» Description of the task: What the answer must hold is the line containing "the dark green" and all lines after it through the end of the listing, copied exactly, with pictures left out.

» Data:

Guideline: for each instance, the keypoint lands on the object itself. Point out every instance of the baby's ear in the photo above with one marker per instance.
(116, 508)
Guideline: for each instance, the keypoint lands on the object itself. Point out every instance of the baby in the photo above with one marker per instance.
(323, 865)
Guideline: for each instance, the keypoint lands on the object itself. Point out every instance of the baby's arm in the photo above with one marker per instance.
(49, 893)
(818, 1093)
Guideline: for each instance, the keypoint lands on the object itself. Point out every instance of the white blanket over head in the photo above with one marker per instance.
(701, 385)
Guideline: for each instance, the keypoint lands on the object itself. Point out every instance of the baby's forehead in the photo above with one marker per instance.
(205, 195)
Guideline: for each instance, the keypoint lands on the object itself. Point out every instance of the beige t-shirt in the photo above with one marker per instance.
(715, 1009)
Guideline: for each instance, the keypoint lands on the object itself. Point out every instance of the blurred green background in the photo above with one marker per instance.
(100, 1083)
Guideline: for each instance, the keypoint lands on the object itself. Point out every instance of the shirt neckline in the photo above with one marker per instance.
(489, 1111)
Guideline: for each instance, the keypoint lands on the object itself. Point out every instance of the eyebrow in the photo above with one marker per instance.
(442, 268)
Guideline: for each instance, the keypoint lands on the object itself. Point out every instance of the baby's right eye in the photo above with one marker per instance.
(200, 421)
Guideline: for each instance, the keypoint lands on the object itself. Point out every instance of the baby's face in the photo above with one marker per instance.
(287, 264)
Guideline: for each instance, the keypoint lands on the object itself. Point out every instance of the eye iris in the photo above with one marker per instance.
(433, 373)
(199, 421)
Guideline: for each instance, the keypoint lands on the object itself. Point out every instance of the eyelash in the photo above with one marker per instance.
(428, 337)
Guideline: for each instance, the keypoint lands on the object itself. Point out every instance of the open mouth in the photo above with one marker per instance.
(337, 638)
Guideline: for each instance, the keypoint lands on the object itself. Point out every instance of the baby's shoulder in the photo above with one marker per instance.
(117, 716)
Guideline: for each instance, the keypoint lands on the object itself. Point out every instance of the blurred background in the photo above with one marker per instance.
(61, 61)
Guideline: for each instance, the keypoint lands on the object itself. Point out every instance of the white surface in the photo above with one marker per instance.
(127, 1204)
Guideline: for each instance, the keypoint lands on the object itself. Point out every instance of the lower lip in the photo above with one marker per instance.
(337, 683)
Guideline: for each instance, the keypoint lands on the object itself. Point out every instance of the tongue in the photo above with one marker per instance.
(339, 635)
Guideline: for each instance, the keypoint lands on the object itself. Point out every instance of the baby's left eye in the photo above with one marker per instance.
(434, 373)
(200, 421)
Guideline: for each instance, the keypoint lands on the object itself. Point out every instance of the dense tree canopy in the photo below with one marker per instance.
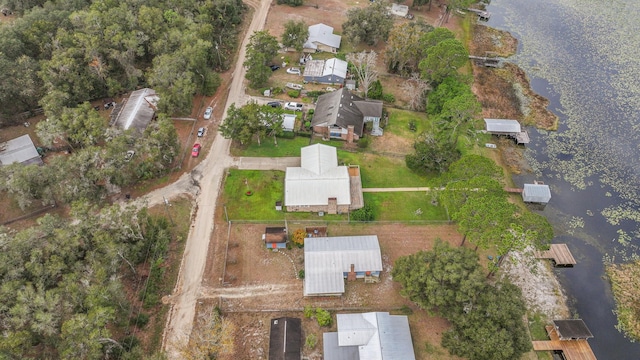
(443, 280)
(63, 53)
(61, 292)
(295, 34)
(368, 24)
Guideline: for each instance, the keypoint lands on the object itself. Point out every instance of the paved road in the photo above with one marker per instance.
(208, 176)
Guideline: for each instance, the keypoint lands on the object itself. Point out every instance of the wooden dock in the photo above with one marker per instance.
(571, 349)
(559, 253)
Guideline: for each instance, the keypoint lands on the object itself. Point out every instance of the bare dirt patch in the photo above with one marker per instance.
(261, 284)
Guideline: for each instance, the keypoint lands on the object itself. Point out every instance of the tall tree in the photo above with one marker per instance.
(443, 280)
(443, 60)
(404, 50)
(295, 34)
(369, 24)
(363, 64)
(492, 328)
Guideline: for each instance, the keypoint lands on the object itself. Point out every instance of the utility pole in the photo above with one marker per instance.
(166, 208)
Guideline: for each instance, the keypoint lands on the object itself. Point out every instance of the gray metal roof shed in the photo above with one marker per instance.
(536, 193)
(138, 111)
(375, 336)
(327, 259)
(20, 150)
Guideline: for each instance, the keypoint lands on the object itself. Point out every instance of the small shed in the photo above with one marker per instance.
(507, 127)
(536, 193)
(275, 237)
(20, 150)
(138, 110)
(574, 329)
(285, 339)
(399, 10)
(288, 122)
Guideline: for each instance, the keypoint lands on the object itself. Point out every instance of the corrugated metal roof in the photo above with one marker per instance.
(335, 66)
(138, 111)
(375, 335)
(20, 150)
(318, 179)
(323, 34)
(326, 259)
(536, 193)
(502, 125)
(332, 351)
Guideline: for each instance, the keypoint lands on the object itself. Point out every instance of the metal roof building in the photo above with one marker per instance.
(536, 193)
(502, 126)
(318, 179)
(20, 150)
(138, 111)
(331, 71)
(327, 260)
(319, 35)
(370, 336)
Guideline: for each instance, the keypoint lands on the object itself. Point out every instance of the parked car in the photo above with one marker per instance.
(293, 106)
(129, 155)
(207, 113)
(294, 86)
(196, 150)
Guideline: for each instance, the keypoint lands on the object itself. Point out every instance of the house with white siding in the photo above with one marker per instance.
(320, 185)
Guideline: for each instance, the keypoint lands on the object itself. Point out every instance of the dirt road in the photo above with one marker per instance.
(210, 172)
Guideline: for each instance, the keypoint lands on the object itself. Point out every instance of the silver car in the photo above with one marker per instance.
(208, 112)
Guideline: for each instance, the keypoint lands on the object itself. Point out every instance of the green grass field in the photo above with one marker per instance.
(404, 206)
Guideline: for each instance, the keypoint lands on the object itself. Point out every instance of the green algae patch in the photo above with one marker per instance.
(625, 283)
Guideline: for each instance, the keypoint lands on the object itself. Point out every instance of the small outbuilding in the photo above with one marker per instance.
(275, 237)
(138, 110)
(285, 339)
(536, 193)
(20, 150)
(399, 10)
(330, 71)
(507, 127)
(369, 336)
(328, 261)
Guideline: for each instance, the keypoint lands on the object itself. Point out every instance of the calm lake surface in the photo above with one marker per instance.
(584, 56)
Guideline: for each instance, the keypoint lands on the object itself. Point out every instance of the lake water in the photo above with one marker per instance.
(584, 56)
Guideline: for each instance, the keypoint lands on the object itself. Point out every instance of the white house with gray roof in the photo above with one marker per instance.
(341, 115)
(328, 261)
(369, 336)
(331, 71)
(322, 38)
(320, 185)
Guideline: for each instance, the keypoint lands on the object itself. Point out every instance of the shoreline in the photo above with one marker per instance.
(506, 92)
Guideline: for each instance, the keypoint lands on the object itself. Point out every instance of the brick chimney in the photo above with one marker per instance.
(350, 130)
(351, 276)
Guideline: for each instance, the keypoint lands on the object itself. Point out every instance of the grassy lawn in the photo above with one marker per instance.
(399, 123)
(381, 171)
(267, 187)
(404, 206)
(285, 147)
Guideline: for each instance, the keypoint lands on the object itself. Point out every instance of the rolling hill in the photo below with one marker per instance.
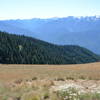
(18, 49)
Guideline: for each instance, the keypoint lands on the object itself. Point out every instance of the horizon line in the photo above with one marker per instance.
(97, 16)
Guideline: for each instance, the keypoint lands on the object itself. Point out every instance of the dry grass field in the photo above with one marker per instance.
(84, 71)
(46, 82)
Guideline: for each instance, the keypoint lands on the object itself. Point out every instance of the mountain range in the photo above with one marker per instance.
(82, 31)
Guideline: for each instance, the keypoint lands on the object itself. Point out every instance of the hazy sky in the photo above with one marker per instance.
(15, 9)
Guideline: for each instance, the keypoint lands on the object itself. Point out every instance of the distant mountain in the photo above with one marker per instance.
(16, 49)
(83, 31)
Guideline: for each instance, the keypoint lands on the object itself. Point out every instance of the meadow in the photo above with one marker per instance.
(50, 82)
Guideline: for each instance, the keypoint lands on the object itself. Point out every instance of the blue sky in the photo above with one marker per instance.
(24, 9)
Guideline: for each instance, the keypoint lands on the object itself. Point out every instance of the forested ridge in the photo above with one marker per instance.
(18, 49)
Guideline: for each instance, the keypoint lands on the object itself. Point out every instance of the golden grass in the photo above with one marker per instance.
(15, 72)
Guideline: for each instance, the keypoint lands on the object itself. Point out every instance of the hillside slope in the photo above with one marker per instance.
(15, 49)
(83, 31)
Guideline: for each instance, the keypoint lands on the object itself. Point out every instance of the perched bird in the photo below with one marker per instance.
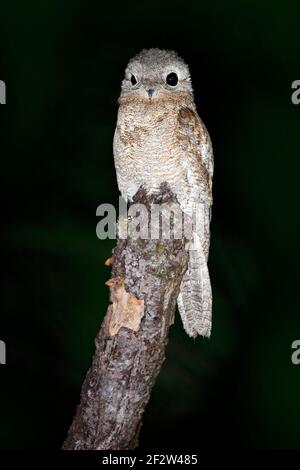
(160, 138)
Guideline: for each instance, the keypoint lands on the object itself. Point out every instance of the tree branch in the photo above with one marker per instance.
(130, 347)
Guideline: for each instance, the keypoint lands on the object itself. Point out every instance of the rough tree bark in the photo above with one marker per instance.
(130, 347)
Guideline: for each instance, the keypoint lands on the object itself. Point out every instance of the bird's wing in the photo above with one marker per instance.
(195, 298)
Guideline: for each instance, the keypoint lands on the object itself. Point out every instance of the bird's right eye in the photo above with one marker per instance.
(133, 80)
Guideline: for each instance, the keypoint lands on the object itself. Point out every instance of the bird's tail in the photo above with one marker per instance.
(195, 298)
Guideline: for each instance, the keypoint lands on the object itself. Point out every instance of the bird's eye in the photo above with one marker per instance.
(172, 79)
(133, 80)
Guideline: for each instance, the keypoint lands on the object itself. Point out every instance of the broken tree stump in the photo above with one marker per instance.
(130, 347)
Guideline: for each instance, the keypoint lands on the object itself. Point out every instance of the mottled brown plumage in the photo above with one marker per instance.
(160, 138)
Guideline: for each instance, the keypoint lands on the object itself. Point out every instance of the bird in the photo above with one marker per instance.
(160, 138)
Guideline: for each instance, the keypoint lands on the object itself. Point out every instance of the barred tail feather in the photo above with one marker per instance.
(195, 298)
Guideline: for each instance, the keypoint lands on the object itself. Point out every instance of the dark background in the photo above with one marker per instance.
(63, 63)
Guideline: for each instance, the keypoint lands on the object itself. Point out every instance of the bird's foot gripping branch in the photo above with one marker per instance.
(130, 347)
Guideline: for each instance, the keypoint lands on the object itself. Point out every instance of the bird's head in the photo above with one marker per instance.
(156, 75)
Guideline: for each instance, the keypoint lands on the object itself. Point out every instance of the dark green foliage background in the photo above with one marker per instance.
(63, 63)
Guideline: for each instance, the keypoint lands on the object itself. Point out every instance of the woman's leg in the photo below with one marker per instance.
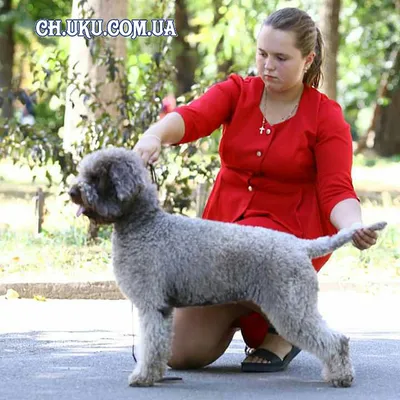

» Answer below:
Guideline: for each instance, the keypoint lands on the object itself. Point out every instance of the dark green foliage background in the photo above with one marker per instance.
(63, 63)
Guideline: for each instance, the keypoint lands on the object itself. Point out every instance of the woman's leg in the photo below with one marker per instance.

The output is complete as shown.